■ **Fonte**:
------------

Alle parole verità e giustizia Manlio Milani presidente dell'associazione dei caduti di piazza della Loggia rincara con la frase "liberiamo la memoria". Alla vigilia del nono processo l'uomo che in quella strage perse la moglie 32 enne ripete la necessità che venga reso accessibile e informatizzato tutto il materiale della commissione parlamentare sulle stragi d'Italia. Era il 28 maggio 1974 quando le vite di Giulietta Banzi Bazoli, Livia Bottardi Milani, Clementina Calzari e il marito Alberto Trebeschi, Euplo Natali, Bartolomeo Talenti, Luigi Pinto e Vittoria Zambarda (cinque insegnanti, due pensionati e un armaiolo) vennero strappate dallo scoppio di una bomba. Da trentaquattro anni i familiari delle otto vittime e dei cento feriti di cui 21 con lesioni permanenti attendono la verità: chi organizzò l'attentato e chi collocò la bomba nel cestino porta rifiuti metallico agganciato ad una colonna del porticato affacciato su piazza della Loggia. Da trentaquattro anni, queste persone, cercano di evitare che sulla strage, consumata durante una manifestazione indetta dal Comitato permanente antifascista e dalle segreterie confederali, scenda l'oblio, il silenzio o che, peggio ancora, vada perduta la memoria.

------------

■ **Dati registrati**:
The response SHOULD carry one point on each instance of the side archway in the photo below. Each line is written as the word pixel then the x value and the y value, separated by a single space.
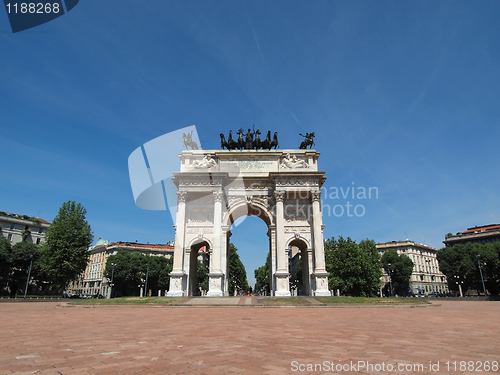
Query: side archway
pixel 300 256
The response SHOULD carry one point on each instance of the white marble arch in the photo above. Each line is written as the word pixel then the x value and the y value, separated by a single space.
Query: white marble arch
pixel 216 187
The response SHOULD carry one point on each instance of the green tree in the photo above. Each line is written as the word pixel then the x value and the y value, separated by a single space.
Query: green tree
pixel 158 274
pixel 353 269
pixel 24 254
pixel 65 251
pixel 262 276
pixel 201 277
pixel 129 272
pixel 5 262
pixel 237 275
pixel 400 268
pixel 460 263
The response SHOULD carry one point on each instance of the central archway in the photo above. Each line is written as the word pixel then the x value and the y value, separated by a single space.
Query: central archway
pixel 242 210
pixel 282 188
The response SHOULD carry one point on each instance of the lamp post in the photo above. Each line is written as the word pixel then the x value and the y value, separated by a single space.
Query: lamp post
pixel 428 261
pixel 146 286
pixel 28 279
pixel 459 283
pixel 112 276
pixel 481 272
pixel 390 276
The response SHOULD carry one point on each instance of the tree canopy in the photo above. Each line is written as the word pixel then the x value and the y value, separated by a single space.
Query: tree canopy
pixel 399 267
pixel 262 275
pixel 130 270
pixel 237 275
pixel 353 269
pixel 65 251
pixel 460 264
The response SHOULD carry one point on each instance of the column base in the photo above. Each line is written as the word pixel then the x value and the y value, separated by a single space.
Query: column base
pixel 321 283
pixel 215 284
pixel 178 283
pixel 282 284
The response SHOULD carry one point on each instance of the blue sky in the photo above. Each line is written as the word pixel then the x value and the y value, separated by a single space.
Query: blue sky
pixel 403 96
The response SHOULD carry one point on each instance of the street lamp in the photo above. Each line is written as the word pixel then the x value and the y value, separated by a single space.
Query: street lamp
pixel 459 283
pixel 112 275
pixel 481 272
pixel 428 261
pixel 146 286
pixel 390 276
pixel 28 279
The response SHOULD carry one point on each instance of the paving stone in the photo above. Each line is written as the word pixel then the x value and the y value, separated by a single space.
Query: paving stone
pixel 49 338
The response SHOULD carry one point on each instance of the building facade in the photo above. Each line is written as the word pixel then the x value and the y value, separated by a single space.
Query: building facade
pixel 426 277
pixel 93 282
pixel 19 228
pixel 482 235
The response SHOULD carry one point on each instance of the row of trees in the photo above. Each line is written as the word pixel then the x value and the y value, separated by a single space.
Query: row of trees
pixel 355 269
pixel 61 258
pixel 463 264
pixel 130 270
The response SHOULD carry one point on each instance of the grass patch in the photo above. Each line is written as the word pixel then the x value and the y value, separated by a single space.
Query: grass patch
pixel 124 301
pixel 370 300
pixel 286 301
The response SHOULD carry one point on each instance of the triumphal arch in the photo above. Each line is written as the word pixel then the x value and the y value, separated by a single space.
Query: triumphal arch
pixel 216 187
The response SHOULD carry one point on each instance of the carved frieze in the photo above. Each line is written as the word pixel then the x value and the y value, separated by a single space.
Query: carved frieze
pixel 293 162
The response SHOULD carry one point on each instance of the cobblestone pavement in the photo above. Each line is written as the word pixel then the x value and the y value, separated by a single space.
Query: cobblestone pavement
pixel 52 338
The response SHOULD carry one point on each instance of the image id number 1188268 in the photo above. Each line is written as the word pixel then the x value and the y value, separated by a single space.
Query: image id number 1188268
pixel 38 8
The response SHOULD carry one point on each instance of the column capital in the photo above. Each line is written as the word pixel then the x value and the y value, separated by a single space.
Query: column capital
pixel 218 196
pixel 279 195
pixel 315 195
pixel 182 196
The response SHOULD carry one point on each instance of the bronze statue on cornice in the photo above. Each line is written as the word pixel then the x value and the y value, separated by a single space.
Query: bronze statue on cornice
pixel 249 141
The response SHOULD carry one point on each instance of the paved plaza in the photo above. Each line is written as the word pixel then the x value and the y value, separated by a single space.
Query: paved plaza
pixel 449 337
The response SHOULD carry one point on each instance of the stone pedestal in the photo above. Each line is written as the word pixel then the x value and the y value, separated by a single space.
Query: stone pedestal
pixel 215 284
pixel 321 283
pixel 178 281
pixel 282 284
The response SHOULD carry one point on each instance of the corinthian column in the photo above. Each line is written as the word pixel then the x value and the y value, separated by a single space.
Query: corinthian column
pixel 282 284
pixel 216 275
pixel 177 276
pixel 320 274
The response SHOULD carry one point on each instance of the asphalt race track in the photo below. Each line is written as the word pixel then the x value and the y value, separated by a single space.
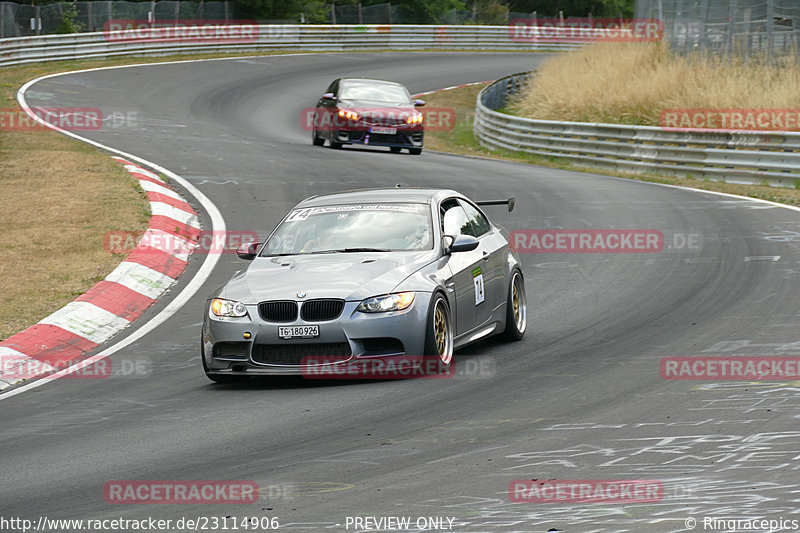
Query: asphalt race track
pixel 580 398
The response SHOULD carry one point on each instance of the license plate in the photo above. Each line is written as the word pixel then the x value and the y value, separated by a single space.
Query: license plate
pixel 378 129
pixel 298 332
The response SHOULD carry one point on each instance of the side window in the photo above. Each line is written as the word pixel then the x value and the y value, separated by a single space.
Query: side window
pixel 454 219
pixel 476 219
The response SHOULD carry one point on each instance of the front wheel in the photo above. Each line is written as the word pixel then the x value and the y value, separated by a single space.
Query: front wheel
pixel 439 331
pixel 516 308
pixel 315 138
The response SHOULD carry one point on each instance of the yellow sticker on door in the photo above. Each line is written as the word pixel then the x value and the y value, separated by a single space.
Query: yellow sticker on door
pixel 477 279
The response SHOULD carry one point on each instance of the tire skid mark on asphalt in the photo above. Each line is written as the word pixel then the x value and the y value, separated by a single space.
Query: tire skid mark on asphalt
pixel 113 304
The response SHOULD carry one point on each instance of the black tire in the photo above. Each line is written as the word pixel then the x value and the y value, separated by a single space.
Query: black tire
pixel 439 330
pixel 217 378
pixel 516 308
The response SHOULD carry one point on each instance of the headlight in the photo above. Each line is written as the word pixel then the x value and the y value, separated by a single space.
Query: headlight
pixel 222 307
pixel 390 302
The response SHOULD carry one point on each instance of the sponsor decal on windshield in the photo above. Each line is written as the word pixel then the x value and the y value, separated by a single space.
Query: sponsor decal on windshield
pixel 302 214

------------

■ **Consegna**: Riporta i nomi di tutte le vittime che, secondo il testo sulla strage di piazza della Loggia, persero la vita nello scoppio della bomba.

■ **Risposta**: Giulietta Banzi Bazoli, Livia Bottardi Milani, Clementina Calzari, Alberto Trebeschi, Euplo Natali, Bartolomeo Talenti, Luigi Pinto, Vittoria Zambarda